[Votre consigne]
Selon le texte d'étude, par qui le CGLPL est-il saisi chaque semaine ? Énumérez toutes ces catégories de personnes.

[Texte d'étude]
Je reprends à propos des enfants qui arrivent tout abîmés, pas réparés, fracassés, dont on n’a pas le temps de s’occuper, qui arrivent dans des CEF où bien souvent, il n’y a pas le personnel pour prendre soin d’eux, pour les amener sur une route qui les rende meilleurs, qu’on leur donne le goût de quelque chose. J’ai vu des CEF où justement ils apprenaient les métiers du bois, les métiers du métal, ils apprenaient les métiers de la cuisine, ils étaient heureux, ils étaient passionnés, ils avaient noué avec le village à côté, qui les avait regardés arriver d’un œil très mauvais, des liens grâce à l’intelligence de l’équipe dirigeante, des liens qui ont permis qu’ils fassent les buffets de la maison de retraite, les buffets de la mairie, et construisent les tables, les chaises, les bureaux de la maison de retraite et de la mairie et le mobilier municipal. Et à la clé, ils pouvaient passer des CAP, quand on voit que les trois-quarts des prisonniers n’ont pas de diplôme ou des diplômes inférieurs au bac, je trouve que ça donne de l’espoir. Au-delà de ça, il y a des CEF où malheureusement… Je peux vous raconter cette visite d’un CEF où des enfants allaient très mal, vivant enfermés dans leur chambre à fumer du shit, arrimés à leur PlayStation. Parmi les éducateurs, embauchés pendant la crise sanitaire, figuraient deux tenanciers de boîtes fermées pour cause de Covid, ils s’étaient dit : « Tiens on va faire du social », ils se sont fait embaucher comme éducateurs au CEF, c’est vous dire le soin qu’on prend à entourer ces enfants – je signale qu’une place en CEF c’est 890 € par jour par gamin, c’est quand même un montant respectable qui permettrait peut-être de faire un peu mieux –, donc ces « éducateurs » réagissaient comme dans leur boîte de nuit, et dès qu’un gosse se rendait insupportable, il prenait une grosse baffe. Donc le rapport du CGLPL qui a suivi a été épouvantable…
Pour poursuivre sur l’emprisonnement, la nouvelle étude, dont je vous ai parlé, montre qu’un nombre impressionnant – je crois que c’est 67 % – de sortants de prison sont atteints de troubles sévères, addictifs ou psychiatriques. Les auteurs, Camille Lancelevée et Thomas Fovet, ont appelé leur étude La prison pour asile ?. Exactement ce que dit, depuis des années, le CGLPL, la prison étant devenue un immense asile psychiatrique. Est-ce normal ? Les surveillants et les codétenus sont-ils infirmiers psychiatriques ? L’accès aux soins en prison est-il satisfaisant ? Et j’entends, je vois tant d’histoires horribles : des détenus rejetant un « fou » de leur cellule et renvoyé dedans par des surveillants, ou les railleries, harcèlements, voire hélas et souvent bien pire. Je rappelle que le taux de suicide en prison est six à sept fois plus élevé que dehors. Et il n’y a pas de semaine où le CGLPL ne soit saisi par des médecins ou des infirmiers, des patients et des proches qui nous disent : « On n’y arrive plus, aidez-nous, au secours, on n’arrive plus à faire notre boulot ! ».

[Entrées de la liste]
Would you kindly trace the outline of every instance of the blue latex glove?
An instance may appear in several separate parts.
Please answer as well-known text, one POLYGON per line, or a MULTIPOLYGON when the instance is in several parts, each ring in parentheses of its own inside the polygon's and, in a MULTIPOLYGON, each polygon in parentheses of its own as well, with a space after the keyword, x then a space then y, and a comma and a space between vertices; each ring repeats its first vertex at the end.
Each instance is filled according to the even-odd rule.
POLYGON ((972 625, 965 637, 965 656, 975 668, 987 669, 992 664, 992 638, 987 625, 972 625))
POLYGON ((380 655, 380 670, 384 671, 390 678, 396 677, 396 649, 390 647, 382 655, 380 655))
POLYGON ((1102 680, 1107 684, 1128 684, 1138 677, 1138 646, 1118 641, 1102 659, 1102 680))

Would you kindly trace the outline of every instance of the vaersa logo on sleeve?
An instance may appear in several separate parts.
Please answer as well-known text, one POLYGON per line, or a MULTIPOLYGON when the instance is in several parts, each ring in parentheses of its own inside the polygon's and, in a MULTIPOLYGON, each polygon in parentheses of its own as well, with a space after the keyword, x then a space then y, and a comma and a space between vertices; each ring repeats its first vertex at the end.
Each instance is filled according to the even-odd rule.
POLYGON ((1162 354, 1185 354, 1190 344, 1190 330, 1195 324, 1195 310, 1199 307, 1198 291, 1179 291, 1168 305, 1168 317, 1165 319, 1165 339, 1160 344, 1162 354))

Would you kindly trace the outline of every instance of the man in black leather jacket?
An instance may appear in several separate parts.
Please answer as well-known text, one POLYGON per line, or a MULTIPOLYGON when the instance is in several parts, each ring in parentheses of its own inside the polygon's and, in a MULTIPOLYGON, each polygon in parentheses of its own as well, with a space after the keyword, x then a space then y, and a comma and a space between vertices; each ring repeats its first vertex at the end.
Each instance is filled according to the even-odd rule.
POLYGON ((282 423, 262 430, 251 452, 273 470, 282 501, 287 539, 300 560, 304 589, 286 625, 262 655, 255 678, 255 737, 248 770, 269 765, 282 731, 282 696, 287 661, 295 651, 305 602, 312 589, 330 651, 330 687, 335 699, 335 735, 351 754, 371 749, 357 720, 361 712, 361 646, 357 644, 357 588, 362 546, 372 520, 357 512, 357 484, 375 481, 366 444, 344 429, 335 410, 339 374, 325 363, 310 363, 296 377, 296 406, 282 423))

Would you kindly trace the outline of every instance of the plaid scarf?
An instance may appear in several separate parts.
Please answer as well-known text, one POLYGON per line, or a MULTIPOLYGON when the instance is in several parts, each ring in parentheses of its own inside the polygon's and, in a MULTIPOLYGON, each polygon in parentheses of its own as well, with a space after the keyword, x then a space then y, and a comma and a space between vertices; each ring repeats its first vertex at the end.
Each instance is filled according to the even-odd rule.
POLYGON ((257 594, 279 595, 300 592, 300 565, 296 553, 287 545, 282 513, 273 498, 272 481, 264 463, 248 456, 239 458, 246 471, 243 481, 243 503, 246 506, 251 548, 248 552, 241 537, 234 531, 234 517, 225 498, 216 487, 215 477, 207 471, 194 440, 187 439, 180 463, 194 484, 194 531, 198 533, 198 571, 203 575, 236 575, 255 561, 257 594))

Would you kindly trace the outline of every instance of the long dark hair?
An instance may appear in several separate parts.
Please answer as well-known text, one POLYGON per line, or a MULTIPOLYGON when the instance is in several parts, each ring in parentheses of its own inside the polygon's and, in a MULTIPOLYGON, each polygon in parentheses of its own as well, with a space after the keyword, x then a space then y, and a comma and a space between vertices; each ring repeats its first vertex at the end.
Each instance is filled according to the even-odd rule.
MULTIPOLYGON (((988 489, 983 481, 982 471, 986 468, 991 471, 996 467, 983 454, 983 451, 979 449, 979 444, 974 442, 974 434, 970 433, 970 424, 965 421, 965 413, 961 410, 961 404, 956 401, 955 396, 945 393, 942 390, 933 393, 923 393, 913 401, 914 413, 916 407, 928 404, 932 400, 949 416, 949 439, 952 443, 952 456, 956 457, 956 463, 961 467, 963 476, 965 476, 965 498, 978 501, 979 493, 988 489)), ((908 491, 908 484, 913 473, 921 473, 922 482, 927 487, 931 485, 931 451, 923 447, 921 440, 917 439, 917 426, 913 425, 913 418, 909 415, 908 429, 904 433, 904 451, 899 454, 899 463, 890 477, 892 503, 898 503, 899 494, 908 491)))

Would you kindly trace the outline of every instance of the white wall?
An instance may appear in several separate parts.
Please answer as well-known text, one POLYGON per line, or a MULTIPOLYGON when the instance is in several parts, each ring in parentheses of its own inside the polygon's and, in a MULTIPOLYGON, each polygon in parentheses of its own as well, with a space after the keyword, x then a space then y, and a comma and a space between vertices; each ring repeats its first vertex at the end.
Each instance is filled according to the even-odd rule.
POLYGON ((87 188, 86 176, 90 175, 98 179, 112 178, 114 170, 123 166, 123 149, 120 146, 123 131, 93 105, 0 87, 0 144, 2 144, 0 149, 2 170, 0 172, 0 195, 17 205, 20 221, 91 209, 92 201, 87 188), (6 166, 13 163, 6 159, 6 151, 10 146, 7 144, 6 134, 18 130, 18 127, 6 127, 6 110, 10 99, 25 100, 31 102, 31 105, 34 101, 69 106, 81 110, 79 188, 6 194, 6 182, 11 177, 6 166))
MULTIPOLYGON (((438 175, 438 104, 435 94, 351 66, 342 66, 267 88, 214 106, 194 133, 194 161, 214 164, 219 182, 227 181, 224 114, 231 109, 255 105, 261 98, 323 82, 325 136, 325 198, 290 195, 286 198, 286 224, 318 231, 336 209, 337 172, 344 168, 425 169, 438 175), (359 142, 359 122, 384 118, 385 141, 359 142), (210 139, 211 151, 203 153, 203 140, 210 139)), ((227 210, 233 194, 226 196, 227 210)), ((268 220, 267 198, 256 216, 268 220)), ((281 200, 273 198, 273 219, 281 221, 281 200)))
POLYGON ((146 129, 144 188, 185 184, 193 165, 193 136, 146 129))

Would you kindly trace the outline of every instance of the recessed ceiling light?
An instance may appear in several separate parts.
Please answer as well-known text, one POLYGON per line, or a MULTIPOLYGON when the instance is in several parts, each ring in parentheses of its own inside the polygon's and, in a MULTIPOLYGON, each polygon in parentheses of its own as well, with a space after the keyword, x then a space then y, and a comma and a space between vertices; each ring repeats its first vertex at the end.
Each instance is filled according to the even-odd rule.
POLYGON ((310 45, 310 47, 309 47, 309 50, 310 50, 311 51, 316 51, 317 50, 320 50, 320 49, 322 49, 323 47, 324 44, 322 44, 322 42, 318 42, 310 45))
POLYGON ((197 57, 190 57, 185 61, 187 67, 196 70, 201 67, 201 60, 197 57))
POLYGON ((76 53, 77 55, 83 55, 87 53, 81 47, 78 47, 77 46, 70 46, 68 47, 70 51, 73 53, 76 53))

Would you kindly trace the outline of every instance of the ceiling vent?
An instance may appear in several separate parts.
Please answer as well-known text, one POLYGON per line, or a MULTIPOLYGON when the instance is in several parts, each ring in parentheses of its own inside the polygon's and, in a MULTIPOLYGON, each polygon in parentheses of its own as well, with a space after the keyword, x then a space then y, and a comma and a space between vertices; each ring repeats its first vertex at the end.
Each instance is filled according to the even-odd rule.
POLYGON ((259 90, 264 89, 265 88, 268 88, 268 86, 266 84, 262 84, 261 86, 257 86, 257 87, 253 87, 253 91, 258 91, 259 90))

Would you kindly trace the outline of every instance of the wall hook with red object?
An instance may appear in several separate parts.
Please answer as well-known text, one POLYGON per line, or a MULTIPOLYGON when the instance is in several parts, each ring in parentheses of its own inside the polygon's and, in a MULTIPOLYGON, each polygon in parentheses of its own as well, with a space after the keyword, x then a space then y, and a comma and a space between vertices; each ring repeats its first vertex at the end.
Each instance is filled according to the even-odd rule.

[Corrigé]
Les médecins, les infirmiers, les patients et les proches.